* _Passage for review_:
>>>>

But my parents always managed to set a nice table for Thanksgiving. My dad and I would sit in the living room and watch football on our old black-and-white television set with tin foil on the ends of the antennas for better reception, and the smell of the turkey and my mom’s stuffing would torture us for hours.
Although I miss them terribly, I’m very thankful for the many years and great holidays we did spend together. Thanksgiving was my father’s favorite holiday and, as I’ve grown older, it’s become my favorite holiday as well.
It’s good to take stock of your life and acknowledge the things you do have to be thankful for. Your family, your friends, your good health, these are all things we tend to take for granted. Sometimes you don’t truly appreciate these things until you don’t have them anymore.
Fifteen years ago, we celebrated a special Thanksgiving. It started out quite normal except for the fact that my mom and I were having our own stuffing competition. Everyone has their own stuffing recipe and they’re convinced that theirs is the best, and mom and I were both proud of our stuffing.
So she cooked her turkey downstairs while mine simmered upstairs. We loved Thanksgiving leftovers in our household, and we were looking forward to days of delicious turkey sandwiches.
This year was special because we had a friend with two young children visiting, so now we were going to have a whopping seven people around the dinner table, a genuine crowd. Then my dad invited his cousin over as her plans had fallen through, and so we were eight.
And when our friend with the two kids mentioned that her sister and her husband were going to a restaurant nearby instead of cooking, we told her to invite them over as well. So now we were up to ten people and space became an issue.
Luckily, we still had our old dining room table in the basement. I dragged that upstairs and polished it up while running upstairs once or twice to baste the turkey.

<<<<

* _Given information_:
>>>>

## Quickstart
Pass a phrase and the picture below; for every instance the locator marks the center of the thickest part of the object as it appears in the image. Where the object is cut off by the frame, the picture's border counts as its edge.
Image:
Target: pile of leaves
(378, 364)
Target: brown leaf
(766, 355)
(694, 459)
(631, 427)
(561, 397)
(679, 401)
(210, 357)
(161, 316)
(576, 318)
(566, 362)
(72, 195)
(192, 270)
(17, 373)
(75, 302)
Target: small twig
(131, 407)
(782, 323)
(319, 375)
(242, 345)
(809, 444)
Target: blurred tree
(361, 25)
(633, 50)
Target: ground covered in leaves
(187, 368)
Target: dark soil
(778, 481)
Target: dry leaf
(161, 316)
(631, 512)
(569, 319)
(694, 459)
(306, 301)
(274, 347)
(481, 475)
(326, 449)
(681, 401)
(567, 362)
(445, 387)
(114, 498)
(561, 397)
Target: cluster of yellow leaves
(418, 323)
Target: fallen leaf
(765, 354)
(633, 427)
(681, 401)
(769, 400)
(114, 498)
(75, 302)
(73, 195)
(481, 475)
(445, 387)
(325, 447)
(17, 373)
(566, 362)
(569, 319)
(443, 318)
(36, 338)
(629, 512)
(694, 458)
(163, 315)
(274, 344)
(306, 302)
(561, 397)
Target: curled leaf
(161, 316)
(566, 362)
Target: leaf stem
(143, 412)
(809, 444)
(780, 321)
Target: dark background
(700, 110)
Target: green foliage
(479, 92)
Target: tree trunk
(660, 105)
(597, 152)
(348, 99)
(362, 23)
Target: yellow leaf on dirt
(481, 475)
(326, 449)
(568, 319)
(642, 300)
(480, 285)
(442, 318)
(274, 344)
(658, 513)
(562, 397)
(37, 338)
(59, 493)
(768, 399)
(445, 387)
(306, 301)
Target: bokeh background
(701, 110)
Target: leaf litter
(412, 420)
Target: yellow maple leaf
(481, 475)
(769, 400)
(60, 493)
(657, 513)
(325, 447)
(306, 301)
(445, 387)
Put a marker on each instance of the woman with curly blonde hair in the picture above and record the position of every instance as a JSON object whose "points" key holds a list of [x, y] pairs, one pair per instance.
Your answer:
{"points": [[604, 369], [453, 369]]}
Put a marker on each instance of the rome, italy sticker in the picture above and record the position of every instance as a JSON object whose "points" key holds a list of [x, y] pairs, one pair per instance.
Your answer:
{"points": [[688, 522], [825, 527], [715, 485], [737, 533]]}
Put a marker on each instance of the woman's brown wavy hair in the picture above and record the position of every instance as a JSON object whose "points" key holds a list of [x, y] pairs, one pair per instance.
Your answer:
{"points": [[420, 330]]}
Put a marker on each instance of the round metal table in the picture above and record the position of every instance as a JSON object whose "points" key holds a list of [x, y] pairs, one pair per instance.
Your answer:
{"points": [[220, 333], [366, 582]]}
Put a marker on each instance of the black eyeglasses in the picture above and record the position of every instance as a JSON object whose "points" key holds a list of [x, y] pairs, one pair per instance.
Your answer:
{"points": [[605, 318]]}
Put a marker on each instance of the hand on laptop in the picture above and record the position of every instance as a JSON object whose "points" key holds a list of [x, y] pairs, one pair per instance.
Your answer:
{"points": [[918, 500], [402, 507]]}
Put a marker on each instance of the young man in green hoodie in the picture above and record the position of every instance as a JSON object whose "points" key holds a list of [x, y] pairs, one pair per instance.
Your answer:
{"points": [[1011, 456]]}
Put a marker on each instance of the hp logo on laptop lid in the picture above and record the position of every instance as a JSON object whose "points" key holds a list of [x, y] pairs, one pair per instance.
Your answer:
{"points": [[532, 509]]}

<<<<

* _Assignment A_: Rewrite the Thanksgiving piece starting with "So she cooked" and going on through "baste the turkey.", substituting "garage" for "basement".
* _Assignment B_: Pick up the Thanksgiving piece from where it stops and continue it.
The data here is separate material from the Thanksgiving piece.

* _Expected answer A_:
So she cooked her turkey downstairs while mine simmered upstairs. We loved Thanksgiving leftovers in our household, and we were looking forward to days of delicious turkey sandwiches.
This year was special because we had a friend with two young children visiting, so now we were going to have a whopping seven people around the dinner table, a genuine crowd. Then my dad invited his cousin over as her plans had fallen through, and so we were eight.
And when our friend with the two kids mentioned that her sister and her husband were going to a restaurant nearby instead of cooking, we told her to invite them over as well. So now we were up to ten people and space became an issue.
Luckily, we still had our old dining room table in the garage. I dragged that upstairs and polished it up while running upstairs once or twice to baste the turkey.

* _Expected answer B_:
And then the doorbell rang. A friend of mine was in Woodhaven to visit family and just wanted to say hello. He was with his wife and two children, and next thing you know they were staying for dinner. And so now there were fourteen of us.
We had a small work table which we dragged out and threw a tablecloth over and that was where the kids sat, except my mom joined them so she could go back and forth to the kitchen easily (or so she claimed).
I ran upstairs and brought down the backup bird and we had ourselves, in the words of Arlo Guthrie, a Thanksgiving dinner that couldn’t be beat.
Afterward we had coffee and cake (thankfully our friend’s sister brought two), and we had people spread out all over the house and kids on the floor playing. It was a far cry from the days on Jamaica Avenue when it was just the three of us. My dad said it was the best Thanksgiving he ever had.
And, as it turned out, it was to be his last Thanksgiving. By February he would be in the hospital, and he passed away on the first of July.
You just never know what life has in store for you. The good times of today can turn into the heartbreak of tomorrow in a hurry. I am certain many of you out there have experienced similar turns of fate and, knowing this, we must always be thankful for the good times while we can.
Wishing all our friends and readers out there a very Happy Thanksgiving, may your table be full of good food, great friends and loving family.